+++ DATA +++

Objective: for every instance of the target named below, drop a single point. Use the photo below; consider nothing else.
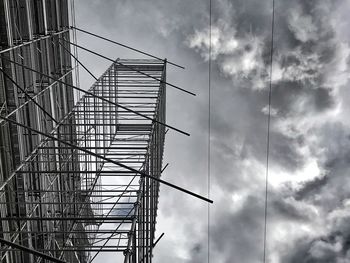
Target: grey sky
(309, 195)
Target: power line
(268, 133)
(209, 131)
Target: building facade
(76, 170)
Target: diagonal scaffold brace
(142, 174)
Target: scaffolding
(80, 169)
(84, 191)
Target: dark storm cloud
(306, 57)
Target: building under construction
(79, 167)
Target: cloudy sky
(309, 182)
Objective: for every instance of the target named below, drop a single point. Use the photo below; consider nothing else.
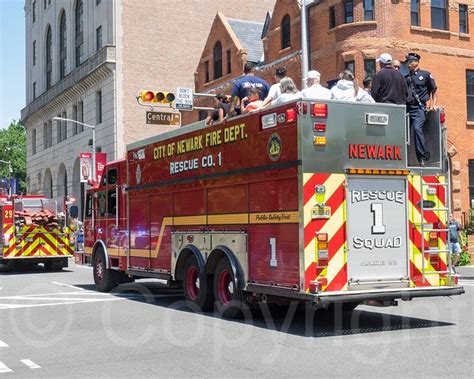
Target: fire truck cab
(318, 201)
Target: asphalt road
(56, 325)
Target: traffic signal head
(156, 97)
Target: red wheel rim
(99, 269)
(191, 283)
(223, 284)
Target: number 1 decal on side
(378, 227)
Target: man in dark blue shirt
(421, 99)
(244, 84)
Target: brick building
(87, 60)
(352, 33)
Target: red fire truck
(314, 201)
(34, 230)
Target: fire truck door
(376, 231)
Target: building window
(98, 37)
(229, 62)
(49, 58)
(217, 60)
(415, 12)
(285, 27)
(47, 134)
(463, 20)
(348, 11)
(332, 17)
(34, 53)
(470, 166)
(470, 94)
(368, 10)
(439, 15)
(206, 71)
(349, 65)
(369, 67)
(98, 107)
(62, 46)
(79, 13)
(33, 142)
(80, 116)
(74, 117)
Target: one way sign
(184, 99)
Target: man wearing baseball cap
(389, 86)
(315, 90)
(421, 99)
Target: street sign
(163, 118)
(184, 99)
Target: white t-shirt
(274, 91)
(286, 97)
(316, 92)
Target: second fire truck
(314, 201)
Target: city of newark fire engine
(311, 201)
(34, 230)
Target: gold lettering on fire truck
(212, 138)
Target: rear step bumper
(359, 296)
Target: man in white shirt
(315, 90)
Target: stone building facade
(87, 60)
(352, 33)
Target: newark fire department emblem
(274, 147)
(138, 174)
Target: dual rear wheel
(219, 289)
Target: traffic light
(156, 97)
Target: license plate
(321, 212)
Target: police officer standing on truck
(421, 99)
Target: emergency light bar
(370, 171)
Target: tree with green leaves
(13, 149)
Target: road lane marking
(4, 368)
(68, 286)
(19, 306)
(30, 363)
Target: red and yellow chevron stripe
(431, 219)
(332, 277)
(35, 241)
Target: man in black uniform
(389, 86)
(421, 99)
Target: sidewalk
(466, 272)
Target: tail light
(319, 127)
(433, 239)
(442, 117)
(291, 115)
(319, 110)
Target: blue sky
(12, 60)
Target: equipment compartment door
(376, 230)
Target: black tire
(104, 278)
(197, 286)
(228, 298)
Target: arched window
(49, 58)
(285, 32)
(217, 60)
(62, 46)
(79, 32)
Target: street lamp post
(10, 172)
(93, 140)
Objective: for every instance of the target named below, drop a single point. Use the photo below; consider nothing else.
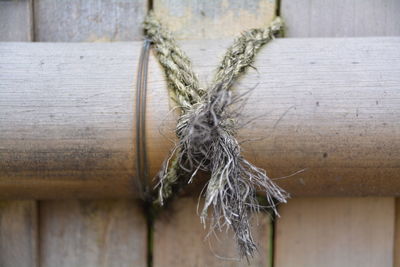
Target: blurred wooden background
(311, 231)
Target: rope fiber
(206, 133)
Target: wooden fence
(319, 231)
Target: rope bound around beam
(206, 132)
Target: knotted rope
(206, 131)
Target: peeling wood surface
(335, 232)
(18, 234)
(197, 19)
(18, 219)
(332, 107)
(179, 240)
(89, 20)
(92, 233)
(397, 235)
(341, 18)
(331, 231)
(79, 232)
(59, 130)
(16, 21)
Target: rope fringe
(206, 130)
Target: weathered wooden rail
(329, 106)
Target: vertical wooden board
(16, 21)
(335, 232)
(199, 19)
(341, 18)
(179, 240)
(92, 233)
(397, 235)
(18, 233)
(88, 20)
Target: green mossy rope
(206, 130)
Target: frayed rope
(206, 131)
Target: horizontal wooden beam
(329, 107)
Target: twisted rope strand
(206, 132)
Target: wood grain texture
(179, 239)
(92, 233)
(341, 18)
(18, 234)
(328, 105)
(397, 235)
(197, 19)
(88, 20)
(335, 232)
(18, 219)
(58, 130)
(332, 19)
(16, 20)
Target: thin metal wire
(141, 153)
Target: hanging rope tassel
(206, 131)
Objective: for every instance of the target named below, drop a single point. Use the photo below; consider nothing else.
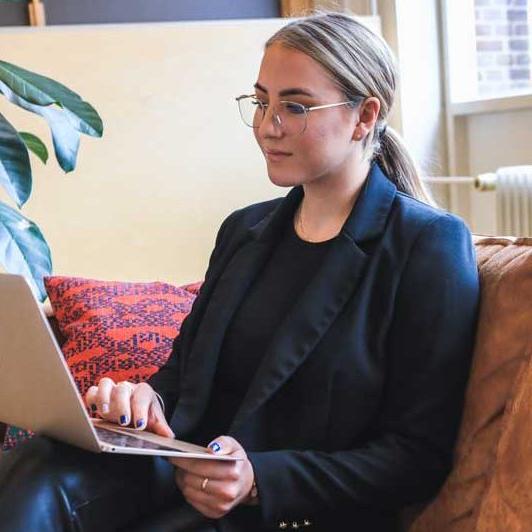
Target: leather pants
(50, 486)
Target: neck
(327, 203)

+++

-- YOUR GOAL --
Please copy the data shown above word for word, omitting the pictures.

-- TASK ANSWER --
Objective: for every instance of the target named below, drop a single point. Use the photo below; consider nothing else.
Target: grey sky
(309, 195)
Target: power line
(268, 133)
(209, 131)
Target: building facade
(76, 170)
Target: diagonal scaffold brace
(142, 174)
Target: scaffolding
(80, 169)
(84, 191)
Target: dark storm cloud
(306, 57)
Target: building under construction
(79, 167)
Target: cloudy sky
(309, 182)
Objective: for every instance of the target named below, drop a single point. Use the photo below; consider nothing else.
Target: fire truck cab
(318, 201)
Target: asphalt road
(56, 325)
Target: traffic signal head
(156, 97)
Target: red wheel rim
(99, 269)
(191, 283)
(223, 284)
Target: number 1 decal on side
(378, 227)
Target: man in dark blue shirt
(421, 99)
(244, 84)
Target: brick building
(87, 60)
(352, 33)
Target: red fire truck
(314, 201)
(34, 230)
Target: fire truck door
(376, 231)
Target: building window
(98, 37)
(229, 62)
(49, 58)
(217, 60)
(415, 12)
(285, 27)
(47, 134)
(463, 20)
(348, 11)
(332, 17)
(34, 53)
(470, 166)
(470, 94)
(368, 10)
(439, 15)
(206, 71)
(349, 65)
(369, 67)
(98, 107)
(62, 46)
(79, 13)
(33, 142)
(80, 116)
(74, 117)
Target: one way sign
(184, 99)
Target: man wearing baseball cap
(389, 86)
(315, 90)
(421, 99)
Target: street sign
(163, 118)
(184, 99)
Target: white t-shirt
(274, 91)
(286, 97)
(316, 92)
Target: second fire truck
(314, 201)
Target: city of newark fire engine
(311, 201)
(34, 230)
Target: gold lettering on fire truck
(212, 138)
Target: rear step bumper
(359, 296)
Target: man in white shirt
(315, 90)
Target: stone building facade
(87, 60)
(352, 33)
Target: newark fire department emblem
(274, 147)
(138, 174)
Target: dual rear wheel
(219, 289)
Target: traffic light
(156, 97)
Target: license plate
(321, 212)
Target: police officer standing on truck
(421, 99)
Target: emergency light bar
(370, 171)
Target: tree with green leaves
(13, 149)
Target: road lane marking
(4, 368)
(68, 286)
(19, 306)
(30, 363)
Target: red and yellow chevron stripe
(431, 219)
(332, 277)
(35, 241)
Target: man in black uniform
(389, 86)
(421, 99)
Target: sidewalk
(466, 272)
Target: tail light
(319, 127)
(433, 239)
(442, 117)
(291, 115)
(319, 110)
Target: blue sky
(12, 60)
Target: equipment compartment door
(376, 230)
Target: black tire
(104, 278)
(197, 286)
(228, 298)
Target: arched window
(49, 58)
(285, 32)
(217, 60)
(62, 46)
(79, 32)
Target: street lamp post
(10, 172)
(93, 140)
Objective: for every instance of the target named below, drop a single point. Use the photo below; consider nothing else.
Target: blurred wooden background
(311, 231)
Target: rope fiber
(206, 133)
Target: wooden fence
(319, 231)
Target: rope bound around beam
(206, 132)
Target: knotted rope
(206, 131)
Target: peeling wood surface
(335, 232)
(18, 234)
(197, 19)
(18, 219)
(332, 107)
(179, 240)
(89, 20)
(92, 233)
(397, 235)
(341, 18)
(331, 231)
(79, 232)
(59, 130)
(16, 21)
Target: rope fringe
(206, 130)
Target: weathered wooden rail
(329, 106)
Target: vertical wooden board
(16, 21)
(335, 232)
(199, 19)
(341, 18)
(179, 240)
(92, 233)
(397, 235)
(18, 233)
(88, 20)
Target: green mossy rope
(206, 130)
Target: frayed rope
(206, 131)
Target: horizontal wooden beam
(329, 107)
Target: twisted rope strand
(206, 132)
Target: wood grain texture
(179, 239)
(92, 233)
(341, 18)
(18, 234)
(328, 105)
(397, 235)
(197, 19)
(88, 20)
(335, 232)
(18, 219)
(58, 130)
(332, 19)
(16, 20)
Target: thin metal wire
(141, 153)
Target: hanging rope tassel
(206, 131)
Objective: for every instance of the target named below, drop a single point. Use the photo below; consider nothing else.
Target: leather pants
(50, 486)
Target: neck
(327, 203)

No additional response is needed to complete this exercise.